── DATASET EXCERPTS ──
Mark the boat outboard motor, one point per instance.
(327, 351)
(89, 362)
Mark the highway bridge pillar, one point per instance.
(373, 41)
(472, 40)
───
EXERCISE DESCRIPTION —
Put every line of the entries above into a Markdown table with the columns Row and Line. Number the rows in order and leave out any blank lines.

RESULT FOR THIS TASK —
| Row | Line |
|---|---|
| 1 | Mark the boat outboard motor, one point per instance. |
| 2 | (327, 351) |
| 3 | (89, 362) |
| 4 | Mark the highway bridge pillar, one point per instance. |
| 5 | (373, 41) |
| 6 | (472, 40) |